Entries from a pointing dataset:
____

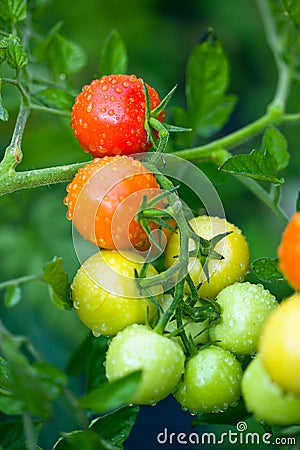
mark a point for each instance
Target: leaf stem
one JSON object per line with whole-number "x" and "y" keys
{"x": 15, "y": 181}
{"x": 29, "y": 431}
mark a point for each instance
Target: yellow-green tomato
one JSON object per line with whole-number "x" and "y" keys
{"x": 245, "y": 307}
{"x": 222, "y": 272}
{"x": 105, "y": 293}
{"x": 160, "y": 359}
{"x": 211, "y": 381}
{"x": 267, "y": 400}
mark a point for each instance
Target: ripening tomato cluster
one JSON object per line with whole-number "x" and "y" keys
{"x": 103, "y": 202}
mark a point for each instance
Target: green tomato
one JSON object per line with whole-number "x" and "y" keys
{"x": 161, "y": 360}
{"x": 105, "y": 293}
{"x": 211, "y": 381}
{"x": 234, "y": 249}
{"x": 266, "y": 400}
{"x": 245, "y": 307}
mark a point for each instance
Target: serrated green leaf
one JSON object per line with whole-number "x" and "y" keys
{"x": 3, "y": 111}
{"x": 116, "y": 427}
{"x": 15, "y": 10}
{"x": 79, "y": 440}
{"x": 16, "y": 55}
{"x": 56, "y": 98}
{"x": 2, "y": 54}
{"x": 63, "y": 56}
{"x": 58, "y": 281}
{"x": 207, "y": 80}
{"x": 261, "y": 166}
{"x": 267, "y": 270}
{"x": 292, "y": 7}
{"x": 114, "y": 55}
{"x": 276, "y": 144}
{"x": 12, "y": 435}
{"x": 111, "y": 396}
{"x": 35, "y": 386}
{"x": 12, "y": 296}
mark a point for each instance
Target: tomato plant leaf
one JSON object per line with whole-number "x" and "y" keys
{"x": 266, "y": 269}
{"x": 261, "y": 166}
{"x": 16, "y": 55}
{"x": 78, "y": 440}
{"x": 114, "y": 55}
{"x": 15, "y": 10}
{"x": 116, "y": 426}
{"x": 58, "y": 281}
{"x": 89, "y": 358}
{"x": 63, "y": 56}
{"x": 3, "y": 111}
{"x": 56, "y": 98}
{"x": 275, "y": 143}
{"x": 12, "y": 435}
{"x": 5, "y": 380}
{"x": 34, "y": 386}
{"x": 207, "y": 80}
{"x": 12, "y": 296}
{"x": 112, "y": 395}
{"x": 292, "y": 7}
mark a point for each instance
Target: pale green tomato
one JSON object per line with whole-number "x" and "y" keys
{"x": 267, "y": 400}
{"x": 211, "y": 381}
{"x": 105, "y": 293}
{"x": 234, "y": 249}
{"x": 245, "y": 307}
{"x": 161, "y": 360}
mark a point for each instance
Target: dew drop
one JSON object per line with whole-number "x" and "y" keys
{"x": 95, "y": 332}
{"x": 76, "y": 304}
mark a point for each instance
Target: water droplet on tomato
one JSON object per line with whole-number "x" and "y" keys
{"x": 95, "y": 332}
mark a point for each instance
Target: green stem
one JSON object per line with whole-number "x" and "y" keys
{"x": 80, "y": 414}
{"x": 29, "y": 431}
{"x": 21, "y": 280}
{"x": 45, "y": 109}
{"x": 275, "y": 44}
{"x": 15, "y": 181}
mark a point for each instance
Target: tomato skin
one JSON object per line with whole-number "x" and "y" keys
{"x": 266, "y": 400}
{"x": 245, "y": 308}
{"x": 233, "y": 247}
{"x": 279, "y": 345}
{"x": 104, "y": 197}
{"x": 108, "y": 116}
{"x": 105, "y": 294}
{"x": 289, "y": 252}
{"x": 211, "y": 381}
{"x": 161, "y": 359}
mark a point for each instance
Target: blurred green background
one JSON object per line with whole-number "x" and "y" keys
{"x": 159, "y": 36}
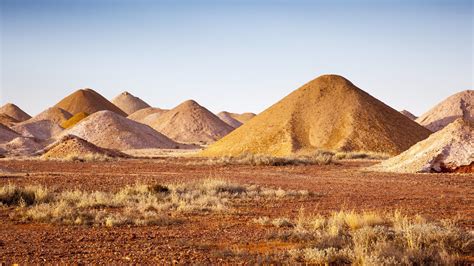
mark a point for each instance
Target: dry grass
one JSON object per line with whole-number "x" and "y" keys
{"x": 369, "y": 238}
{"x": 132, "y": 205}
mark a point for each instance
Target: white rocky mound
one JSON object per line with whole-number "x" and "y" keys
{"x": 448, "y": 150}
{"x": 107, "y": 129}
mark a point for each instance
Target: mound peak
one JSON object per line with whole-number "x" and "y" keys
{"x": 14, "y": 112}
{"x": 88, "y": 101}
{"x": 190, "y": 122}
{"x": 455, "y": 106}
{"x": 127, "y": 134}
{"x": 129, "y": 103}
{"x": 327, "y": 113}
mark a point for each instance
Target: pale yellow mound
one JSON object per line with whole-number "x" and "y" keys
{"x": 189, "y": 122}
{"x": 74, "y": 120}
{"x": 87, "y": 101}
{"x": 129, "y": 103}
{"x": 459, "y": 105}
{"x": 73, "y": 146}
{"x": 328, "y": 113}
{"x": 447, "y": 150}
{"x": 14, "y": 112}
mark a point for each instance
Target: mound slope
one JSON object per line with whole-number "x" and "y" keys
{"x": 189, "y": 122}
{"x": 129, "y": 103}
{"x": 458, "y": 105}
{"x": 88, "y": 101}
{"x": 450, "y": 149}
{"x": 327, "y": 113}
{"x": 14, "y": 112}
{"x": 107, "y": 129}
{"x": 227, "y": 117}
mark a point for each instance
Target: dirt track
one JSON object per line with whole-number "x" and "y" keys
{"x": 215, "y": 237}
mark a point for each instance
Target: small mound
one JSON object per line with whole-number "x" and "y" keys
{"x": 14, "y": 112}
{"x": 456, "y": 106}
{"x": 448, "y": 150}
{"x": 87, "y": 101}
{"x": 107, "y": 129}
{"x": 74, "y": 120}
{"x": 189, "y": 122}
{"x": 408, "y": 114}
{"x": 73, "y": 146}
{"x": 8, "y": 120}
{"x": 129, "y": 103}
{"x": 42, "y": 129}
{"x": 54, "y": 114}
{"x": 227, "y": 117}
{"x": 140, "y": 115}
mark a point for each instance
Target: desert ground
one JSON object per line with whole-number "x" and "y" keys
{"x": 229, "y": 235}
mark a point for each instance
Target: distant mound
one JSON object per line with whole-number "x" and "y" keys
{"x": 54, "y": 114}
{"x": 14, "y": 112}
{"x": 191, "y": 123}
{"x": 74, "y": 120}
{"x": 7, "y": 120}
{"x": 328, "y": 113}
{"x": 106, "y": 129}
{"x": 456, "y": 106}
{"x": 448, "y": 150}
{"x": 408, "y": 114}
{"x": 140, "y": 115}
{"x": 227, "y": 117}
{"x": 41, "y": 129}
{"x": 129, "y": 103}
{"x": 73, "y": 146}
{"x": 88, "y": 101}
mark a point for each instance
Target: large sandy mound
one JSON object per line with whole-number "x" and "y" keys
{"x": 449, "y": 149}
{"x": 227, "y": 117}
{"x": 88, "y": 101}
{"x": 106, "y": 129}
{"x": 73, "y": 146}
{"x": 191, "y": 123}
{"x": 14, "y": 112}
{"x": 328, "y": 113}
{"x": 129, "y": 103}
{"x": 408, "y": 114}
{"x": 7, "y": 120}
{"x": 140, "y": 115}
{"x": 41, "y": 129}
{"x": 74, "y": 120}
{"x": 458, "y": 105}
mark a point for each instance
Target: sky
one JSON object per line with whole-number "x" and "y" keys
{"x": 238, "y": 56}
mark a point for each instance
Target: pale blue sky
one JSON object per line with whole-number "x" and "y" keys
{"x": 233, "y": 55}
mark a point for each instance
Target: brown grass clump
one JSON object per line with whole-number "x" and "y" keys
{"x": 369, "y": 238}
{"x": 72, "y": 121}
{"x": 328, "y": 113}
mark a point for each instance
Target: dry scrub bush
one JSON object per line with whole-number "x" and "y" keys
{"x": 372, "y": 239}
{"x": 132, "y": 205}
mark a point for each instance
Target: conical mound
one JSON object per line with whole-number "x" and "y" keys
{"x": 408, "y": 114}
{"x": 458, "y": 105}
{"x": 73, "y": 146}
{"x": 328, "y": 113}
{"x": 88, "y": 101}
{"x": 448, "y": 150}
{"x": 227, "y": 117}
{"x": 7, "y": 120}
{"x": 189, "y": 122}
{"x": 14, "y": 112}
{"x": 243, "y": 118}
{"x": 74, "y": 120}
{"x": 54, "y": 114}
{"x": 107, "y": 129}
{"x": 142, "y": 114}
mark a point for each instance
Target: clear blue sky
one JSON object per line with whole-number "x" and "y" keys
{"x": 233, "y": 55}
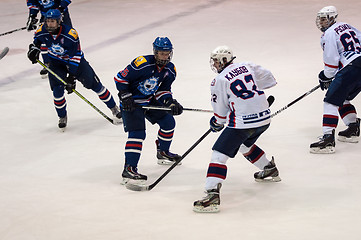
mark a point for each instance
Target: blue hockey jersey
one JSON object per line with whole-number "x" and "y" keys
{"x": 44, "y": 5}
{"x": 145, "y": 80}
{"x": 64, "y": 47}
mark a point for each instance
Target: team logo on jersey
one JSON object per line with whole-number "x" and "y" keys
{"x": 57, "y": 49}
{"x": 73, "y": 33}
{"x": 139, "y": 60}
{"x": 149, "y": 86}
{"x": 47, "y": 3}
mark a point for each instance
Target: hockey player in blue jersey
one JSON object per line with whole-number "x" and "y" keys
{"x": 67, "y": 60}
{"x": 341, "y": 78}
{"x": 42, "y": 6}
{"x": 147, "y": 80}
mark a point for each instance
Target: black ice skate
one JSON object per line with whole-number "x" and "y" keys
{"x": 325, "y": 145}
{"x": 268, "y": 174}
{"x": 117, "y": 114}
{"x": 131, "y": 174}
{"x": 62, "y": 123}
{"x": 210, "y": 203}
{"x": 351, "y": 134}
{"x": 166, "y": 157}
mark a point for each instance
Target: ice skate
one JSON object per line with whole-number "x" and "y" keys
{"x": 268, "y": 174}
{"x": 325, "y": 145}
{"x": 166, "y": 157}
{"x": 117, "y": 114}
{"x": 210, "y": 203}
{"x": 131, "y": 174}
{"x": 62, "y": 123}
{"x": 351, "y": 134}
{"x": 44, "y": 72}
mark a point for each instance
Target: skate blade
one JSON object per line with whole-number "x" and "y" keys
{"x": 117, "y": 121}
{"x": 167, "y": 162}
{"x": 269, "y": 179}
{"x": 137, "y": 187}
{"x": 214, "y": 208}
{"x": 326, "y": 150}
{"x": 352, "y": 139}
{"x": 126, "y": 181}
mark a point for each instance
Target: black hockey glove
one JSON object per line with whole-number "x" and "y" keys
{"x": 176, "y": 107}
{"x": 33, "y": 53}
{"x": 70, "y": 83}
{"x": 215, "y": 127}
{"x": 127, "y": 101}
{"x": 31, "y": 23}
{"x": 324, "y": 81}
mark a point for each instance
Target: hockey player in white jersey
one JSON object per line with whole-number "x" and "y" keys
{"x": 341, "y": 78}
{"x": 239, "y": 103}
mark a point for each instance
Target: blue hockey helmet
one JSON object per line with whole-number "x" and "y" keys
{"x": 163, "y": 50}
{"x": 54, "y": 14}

____

→ BRIEF: Gather every line in the listing above that contains the word "tomato" and copy each one in full. Case counts.

→ RESPONSE TO THE EXERCISE:
Target: yellow-green tomato
Target: ripening tomato cluster
Target: green tomato
Target: tomato plant leaf
Target: pale green tomato
Target: water droplet on tomato
Target: tomato skin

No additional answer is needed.